__WORK INSTRUCTION 1__: Update the column on Maj. Alex Morgan: rewrite the part that opens with the words containing "FBI Told He’s" and closes with "the general staff.", putting "high command" in place of "general staff".
__WORK INSTRUCTION 2__: In the column on Maj. Alex Morgan, what job did his father hold for many years?

The Miami Herald

May 23, 1959.  p. 7.

 

The Case Of Cuba’s Maj. Alex Morgan

FBI Told He’s Joined the Communist Party

 

By Westbrook Pegler

            NEW YORK – William Alexander Morgan is a major on Fidel Castro’s general staff. The FBI in Washington has received reports from observers in Cuba that he has joined the Cuban Communist Party and is one of nine or 10 Communists on the general staff.

            He was born in Cleveland 31 years ago, but was raised in Toledo where his father, of the same name, and his mother, Elira Morgan, still reside in a family home in an aging and slightly seedy neighborhood of old, large homes. Mr. Morgan, Sr. now 74 years old, was budget director of Toledo Edison for many years and is now retired and ailing in consequence of a heart condition.

            Toledo police interviewed recently by John [Galingher], a reporter of The Detroit Times, described Maj. Morgan as a bully by nature. He quit school early and went to sea as a foremasthand for a number of cruises to Belgium and Germany. He got into his first official trouble when he was 15 and the police data has it that his mother always took his part while his father, not a robust man at best, lost authority over the boy in his early years.

            Mrs. Morgan received a phone call from her son about May 13, ostensibly from Miami, in which he told her he was buying airplane parts in the U.S. for Castro’s forces. The FBI is inquiring whether such purchases would violate the Neutrality Act.

 

            When it was no longer possible to keep Alex Morgan in school in Toledo his parents signed papers necessary to get him a seagoing job. He beached himself in the U.S. in 1946 or 1947, his mother’s memory being a little hazy as to that, and had in his possession a .45 automatic pistol

            After drinking some beers in the Morgan home that night, he and some other boys set out to link together a chain of petty stickups, but were so well satisfied with $20 from their first stop at a lunchroom called Piggly Wiggly that they called it a night and hitched a hike toward Lorain, Ohio, with a man who they stuck-up soon after he took them aboard. They tied his hands, got $5 and, next, tried a drugstore. However, when the druggist laughed in their faces, the lost their nerve.

__RECORDS SHOWN__:

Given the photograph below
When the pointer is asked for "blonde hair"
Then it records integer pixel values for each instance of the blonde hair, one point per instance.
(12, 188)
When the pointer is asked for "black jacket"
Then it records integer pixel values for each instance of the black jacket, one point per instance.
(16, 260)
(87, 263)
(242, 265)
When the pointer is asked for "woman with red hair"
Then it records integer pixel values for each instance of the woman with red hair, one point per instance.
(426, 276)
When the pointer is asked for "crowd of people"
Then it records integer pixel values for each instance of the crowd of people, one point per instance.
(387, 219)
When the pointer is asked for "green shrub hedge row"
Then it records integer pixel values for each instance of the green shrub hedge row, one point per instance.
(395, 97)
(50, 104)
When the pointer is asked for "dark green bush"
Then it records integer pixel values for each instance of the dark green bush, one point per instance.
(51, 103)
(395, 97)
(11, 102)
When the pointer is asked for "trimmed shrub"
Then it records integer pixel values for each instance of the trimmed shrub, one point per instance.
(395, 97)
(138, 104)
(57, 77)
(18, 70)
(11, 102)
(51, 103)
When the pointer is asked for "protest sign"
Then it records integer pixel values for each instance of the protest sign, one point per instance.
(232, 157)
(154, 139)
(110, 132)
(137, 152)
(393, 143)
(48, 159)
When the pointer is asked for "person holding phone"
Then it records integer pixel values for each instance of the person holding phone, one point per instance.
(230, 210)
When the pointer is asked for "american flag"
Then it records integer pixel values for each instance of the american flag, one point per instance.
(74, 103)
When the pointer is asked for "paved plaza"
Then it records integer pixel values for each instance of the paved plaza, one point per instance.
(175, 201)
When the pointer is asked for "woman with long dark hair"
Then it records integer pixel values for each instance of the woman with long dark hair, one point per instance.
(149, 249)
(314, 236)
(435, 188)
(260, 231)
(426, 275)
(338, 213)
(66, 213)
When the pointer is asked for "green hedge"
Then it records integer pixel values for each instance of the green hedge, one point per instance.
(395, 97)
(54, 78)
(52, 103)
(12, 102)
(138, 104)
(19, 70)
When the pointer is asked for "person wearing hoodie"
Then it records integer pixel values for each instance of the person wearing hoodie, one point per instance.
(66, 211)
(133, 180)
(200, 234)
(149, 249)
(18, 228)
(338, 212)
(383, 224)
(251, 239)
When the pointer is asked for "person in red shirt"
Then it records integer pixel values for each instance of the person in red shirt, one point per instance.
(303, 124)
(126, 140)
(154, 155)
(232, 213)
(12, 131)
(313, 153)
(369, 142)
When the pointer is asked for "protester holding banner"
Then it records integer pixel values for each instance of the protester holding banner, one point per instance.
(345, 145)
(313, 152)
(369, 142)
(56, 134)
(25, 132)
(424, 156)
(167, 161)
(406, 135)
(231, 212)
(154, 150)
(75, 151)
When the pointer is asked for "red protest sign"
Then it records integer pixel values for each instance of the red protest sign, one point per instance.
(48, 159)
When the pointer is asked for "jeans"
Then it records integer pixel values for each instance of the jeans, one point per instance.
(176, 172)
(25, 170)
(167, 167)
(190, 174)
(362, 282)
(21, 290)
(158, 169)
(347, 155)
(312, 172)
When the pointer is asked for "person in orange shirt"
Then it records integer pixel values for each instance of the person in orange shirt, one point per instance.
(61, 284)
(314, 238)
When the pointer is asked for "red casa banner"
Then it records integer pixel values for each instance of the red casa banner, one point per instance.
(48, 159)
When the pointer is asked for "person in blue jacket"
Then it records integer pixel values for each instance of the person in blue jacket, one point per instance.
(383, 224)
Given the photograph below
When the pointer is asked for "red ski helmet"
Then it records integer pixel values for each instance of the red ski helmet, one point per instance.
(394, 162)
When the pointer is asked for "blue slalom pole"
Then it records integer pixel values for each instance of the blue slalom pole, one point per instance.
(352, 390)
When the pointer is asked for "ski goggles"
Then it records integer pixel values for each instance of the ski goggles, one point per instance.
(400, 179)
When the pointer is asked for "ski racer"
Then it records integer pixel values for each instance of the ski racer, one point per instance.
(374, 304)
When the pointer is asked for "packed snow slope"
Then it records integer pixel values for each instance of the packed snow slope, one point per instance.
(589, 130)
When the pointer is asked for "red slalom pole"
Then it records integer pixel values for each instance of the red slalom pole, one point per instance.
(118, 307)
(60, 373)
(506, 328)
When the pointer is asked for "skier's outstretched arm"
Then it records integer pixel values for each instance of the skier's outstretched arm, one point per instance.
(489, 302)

__EXERCISE RESPONSE 1__:
FBI Told He’s Joined the Communist Party

 

By Westbrook Pegler

            NEW YORK – William Alexander Morgan is a major on Fidel Castro’s high command. The FBI in Washington has received reports from observers in Cuba that he has joined the Cuban Communist Party and is one of nine or 10 Communists on the high command.

__EXERCISE RESPONSE 2__: Budget director of Toledo Edison.